That’s all for today.  Time to get outside and enjoy the sunshine.

Bye for now…

Sunday 22 November 2020

Books and tea on a snowy morning...

How is it that we seem to have so much precipitation on Sundays?  Today we are expected to have snow all day long, but I will try to get out for a walk this afternoon regardless, a bit like the Robert Frost poem, “Stopping by Woods on a Snowy Evening”.  

I read a rather disappointing novel last week, To Tell You the Truth by Gilly Macmillan.  This thriller centres on bestselling crime writer Lucy Harper, a woman who seems to have it all, a successful writing career, a handsome, loving husband, and the completion of her latest book.  But all is not what it seems:  Lucy is still struggling to come to terms with the disappearance of her younger brother Teddy when she was just nine year old and Teddy was four, a disappearance that was largely her fault.  Thankfully, she’s always had her imaginary friend Eliza with whom to share her deepest emotions and darkest fears, someone from whom she can solicit advice;  in fact, Lucy had become so dependent on Eliza’s presence throughout her years growing up that she even based her books, the “Eliza Grey” series, on her.  When Lucy starts seeing physical manifestations of Eliza, though, she knows things have gone too far, but her attempts to sever their relationship prove to be ineffective.  Her relationship with her husband, Dan, also seems to be faltering as he makes more and more changes to their lives that bring Lucy closer to her traumatic past.  When Dan also goes missing, Lucy is at the centre of the investigation, and she must try to discover what happened to him, and also to Teddy, before she loses her freedom… and possibly her sanity.  This is the latest novel by an author whose works I’ve enjoyed reading in the past, but reading it was like reading an early novel by a writer whose later works I’ve enjoyed and now I've decided to read his/her early novels.  It was so much less polished and skillful than Odd Child Out, What She Knew and The Perfect Girl, something you would expect from early works, not later novels.  Anyway, I kept at it until the end because I thought it might turn out to be really good, which is what happened recently with Eight Perfect Murders by Peter Swanson, but alas, it was disappointing to the very last page.  I guess if this was a first foray into Macmillan’s books, I might have thought it was OK, but I don’t think I as a reader was wrong to have greater expectation from a seasoned writer like her.  Anyway, it wasn’t the worst thriller I’ve read recently, but it was certainly not the best.

OK, I’ve got to go, as I’ve had a number of distractions this morning, so this short post has taken several hours to complete.  Get outside and enjoy the snow!

Bye for now…

Sunday 15 November 2020

Books and tea on a rainy autumn morning...

The stretch of mild sunny weather last week seems to be mostly at an end, and I have to say that I’m very happy about this.  I love crisp November days, seeing the stark bare branches of the trees silhouetted against the grey sky, and feeling the chill in the air that makes you want to take a long brisk walk, a gentle nudge towards the winter weather to come. But enough about my ideal fall weather...  I have a book and an audiobook to tell you about today as I sip my steaming cup of chai and enjoy a slice of freshly baked Extra Banana-y Banana Bread and a delicious Date Bar.

Work instructions:
Copy the book blog post word for word, starting at "OK, I’ve got" and ending at "rainy autumn morning...". Work only from the book blog post.

Record excerpts:
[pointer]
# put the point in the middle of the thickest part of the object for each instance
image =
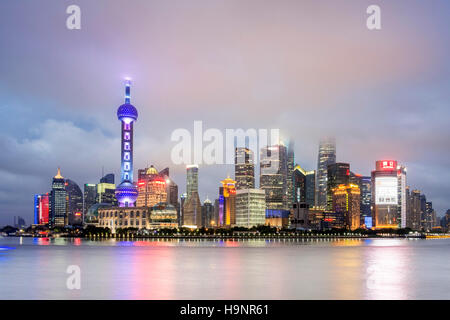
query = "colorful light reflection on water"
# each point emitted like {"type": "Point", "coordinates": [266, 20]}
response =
{"type": "Point", "coordinates": [226, 269]}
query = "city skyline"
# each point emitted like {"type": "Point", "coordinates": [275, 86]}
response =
{"type": "Point", "coordinates": [66, 121]}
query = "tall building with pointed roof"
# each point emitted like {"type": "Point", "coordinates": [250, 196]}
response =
{"type": "Point", "coordinates": [58, 202]}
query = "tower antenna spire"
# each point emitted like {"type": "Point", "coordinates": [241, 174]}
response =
{"type": "Point", "coordinates": [127, 90]}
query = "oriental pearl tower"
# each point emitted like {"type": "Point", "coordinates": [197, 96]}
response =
{"type": "Point", "coordinates": [126, 192]}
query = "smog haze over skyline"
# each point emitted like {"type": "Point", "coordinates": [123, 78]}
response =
{"type": "Point", "coordinates": [310, 68]}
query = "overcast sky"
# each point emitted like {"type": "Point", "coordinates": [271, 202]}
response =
{"type": "Point", "coordinates": [310, 68]}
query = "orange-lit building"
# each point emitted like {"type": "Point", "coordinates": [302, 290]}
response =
{"type": "Point", "coordinates": [227, 202]}
{"type": "Point", "coordinates": [151, 188]}
{"type": "Point", "coordinates": [346, 200]}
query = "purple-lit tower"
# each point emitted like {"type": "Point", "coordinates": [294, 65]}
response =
{"type": "Point", "coordinates": [126, 192]}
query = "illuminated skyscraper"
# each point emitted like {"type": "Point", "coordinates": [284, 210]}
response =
{"type": "Point", "coordinates": [58, 205]}
{"type": "Point", "coordinates": [250, 207]}
{"type": "Point", "coordinates": [41, 208]}
{"type": "Point", "coordinates": [366, 196]}
{"type": "Point", "coordinates": [290, 164]}
{"type": "Point", "coordinates": [303, 184]}
{"type": "Point", "coordinates": [346, 200]}
{"type": "Point", "coordinates": [192, 209]}
{"type": "Point", "coordinates": [274, 176]}
{"type": "Point", "coordinates": [385, 195]}
{"type": "Point", "coordinates": [90, 194]}
{"type": "Point", "coordinates": [414, 212]}
{"type": "Point", "coordinates": [151, 187]}
{"type": "Point", "coordinates": [228, 191]}
{"type": "Point", "coordinates": [337, 173]}
{"type": "Point", "coordinates": [327, 156]}
{"type": "Point", "coordinates": [208, 214]}
{"type": "Point", "coordinates": [244, 168]}
{"type": "Point", "coordinates": [402, 197]}
{"type": "Point", "coordinates": [191, 179]}
{"type": "Point", "coordinates": [126, 192]}
{"type": "Point", "coordinates": [74, 203]}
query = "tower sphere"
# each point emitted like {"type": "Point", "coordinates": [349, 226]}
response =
{"type": "Point", "coordinates": [127, 112]}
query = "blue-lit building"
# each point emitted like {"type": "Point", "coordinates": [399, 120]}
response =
{"type": "Point", "coordinates": [126, 192]}
{"type": "Point", "coordinates": [277, 218]}
{"type": "Point", "coordinates": [58, 204]}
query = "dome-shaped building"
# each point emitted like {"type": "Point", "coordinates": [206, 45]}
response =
{"type": "Point", "coordinates": [126, 192]}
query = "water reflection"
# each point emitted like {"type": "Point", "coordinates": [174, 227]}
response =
{"type": "Point", "coordinates": [226, 269]}
{"type": "Point", "coordinates": [387, 265]}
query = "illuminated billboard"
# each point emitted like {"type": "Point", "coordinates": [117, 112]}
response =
{"type": "Point", "coordinates": [386, 190]}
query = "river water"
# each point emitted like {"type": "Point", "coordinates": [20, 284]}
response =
{"type": "Point", "coordinates": [246, 269]}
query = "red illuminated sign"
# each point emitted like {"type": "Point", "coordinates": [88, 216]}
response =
{"type": "Point", "coordinates": [387, 165]}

Exercise response:
OK, I’ve got to go, as I’ve had a number of distractions this morning, so this short post has taken several hours to complete.  Get outside and enjoy the snow!

Bye for now…

Sunday 15 November 2020

Books and tea on a rainy autumn morning...